EXERCISE REQUIREMENTS:
Please report each line below that contains the word "positive", copying every such line in full.

↓↓↓

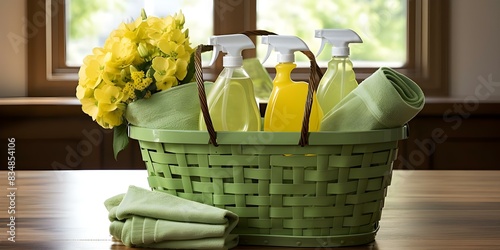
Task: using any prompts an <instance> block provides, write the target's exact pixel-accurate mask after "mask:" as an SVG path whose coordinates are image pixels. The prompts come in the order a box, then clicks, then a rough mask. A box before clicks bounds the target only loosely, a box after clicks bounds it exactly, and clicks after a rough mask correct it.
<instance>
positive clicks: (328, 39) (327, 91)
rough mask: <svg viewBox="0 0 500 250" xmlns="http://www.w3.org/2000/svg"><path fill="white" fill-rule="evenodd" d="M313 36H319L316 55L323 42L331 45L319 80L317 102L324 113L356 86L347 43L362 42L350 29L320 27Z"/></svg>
mask: <svg viewBox="0 0 500 250" xmlns="http://www.w3.org/2000/svg"><path fill="white" fill-rule="evenodd" d="M315 37H316V38H321V47H320V49H319V52H318V55H319V54H320V53H321V51H322V50H323V48H324V47H325V43H329V44H331V45H333V46H334V47H332V59H331V60H330V62H328V68H327V70H326V72H325V74H324V75H323V78H322V79H321V81H320V82H319V86H318V91H317V93H318V102H319V104H320V106H321V108H322V110H323V112H324V113H325V114H326V113H328V112H329V111H330V110H332V109H333V107H335V105H337V103H339V102H340V100H342V99H343V98H344V97H345V96H346V95H347V94H349V93H350V92H351V91H352V90H354V89H355V88H356V87H357V86H358V82H357V81H356V75H355V73H354V70H353V67H352V62H351V60H350V59H349V43H362V42H363V41H362V40H361V38H360V37H359V36H358V34H356V32H354V31H352V30H350V29H322V30H316V31H315Z"/></svg>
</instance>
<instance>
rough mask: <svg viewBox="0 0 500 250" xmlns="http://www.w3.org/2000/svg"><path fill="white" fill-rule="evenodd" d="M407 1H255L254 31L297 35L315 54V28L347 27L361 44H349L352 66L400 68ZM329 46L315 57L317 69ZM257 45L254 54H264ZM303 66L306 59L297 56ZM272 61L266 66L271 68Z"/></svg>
mask: <svg viewBox="0 0 500 250" xmlns="http://www.w3.org/2000/svg"><path fill="white" fill-rule="evenodd" d="M406 5H407V1H406V0H377V1H370V2H369V4H367V1H365V0H350V1H323V2H321V3H320V4H318V3H317V2H313V1H300V0H288V1H287V7H286V8H283V3H282V2H281V1H258V2H257V28H258V29H264V30H276V32H280V33H283V34H295V35H299V36H300V37H301V38H302V39H303V40H304V42H305V43H306V44H307V45H308V46H309V49H310V50H311V51H313V52H314V53H317V52H318V50H319V48H320V45H321V40H320V39H318V38H315V37H314V30H315V29H323V28H350V29H352V30H354V31H356V32H357V33H358V35H359V36H360V37H361V39H362V40H363V44H361V45H358V44H354V43H353V44H352V45H351V46H350V47H351V55H350V58H351V60H352V61H353V64H354V66H355V67H379V66H381V65H384V66H389V67H401V66H403V65H404V64H405V63H406V59H407V58H406V56H407V55H406V43H407V41H406V40H407V36H406V34H407V30H406V29H407V15H406V13H407V10H406V9H407V6H406ZM330 48H331V46H325V49H324V50H323V52H322V53H321V54H319V55H317V58H316V59H317V61H318V63H319V65H320V66H322V67H326V65H327V62H328V61H329V60H330V59H331V53H330ZM265 50H267V48H265V46H260V49H259V50H258V52H257V53H258V54H259V55H261V54H264V53H265V52H266V51H265ZM297 61H298V63H301V62H304V63H306V64H307V61H308V59H307V57H305V56H302V57H297ZM274 64H275V63H274V62H273V63H272V64H270V65H274Z"/></svg>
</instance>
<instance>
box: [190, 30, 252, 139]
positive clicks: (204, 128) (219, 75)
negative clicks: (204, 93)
mask: <svg viewBox="0 0 500 250" xmlns="http://www.w3.org/2000/svg"><path fill="white" fill-rule="evenodd" d="M210 45H213V46H214V52H213V57H212V61H211V62H210V64H213V63H214V62H215V59H217V55H218V54H219V52H221V51H222V52H225V53H227V54H226V55H225V56H224V57H223V66H224V69H223V70H222V72H221V73H220V74H219V77H217V80H216V81H215V83H214V85H213V87H212V89H211V90H210V92H209V93H208V94H207V104H208V110H209V113H210V117H211V118H212V123H213V125H214V129H215V130H216V131H259V130H260V129H261V117H260V112H259V109H258V107H257V101H256V99H255V94H254V88H253V83H252V80H251V79H250V77H249V76H248V74H247V73H246V72H245V70H244V69H243V67H242V65H243V57H242V56H241V51H242V50H243V49H251V48H255V45H254V44H253V42H252V40H250V38H248V37H247V36H245V35H241V34H232V35H220V36H212V37H211V39H210ZM199 127H200V130H207V127H206V124H205V121H204V119H203V114H200V119H199Z"/></svg>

↑↑↑

RESPONSE TO THIS TASK:
positive clicks: (328, 39) (327, 91)
positive clicks: (204, 128) (219, 75)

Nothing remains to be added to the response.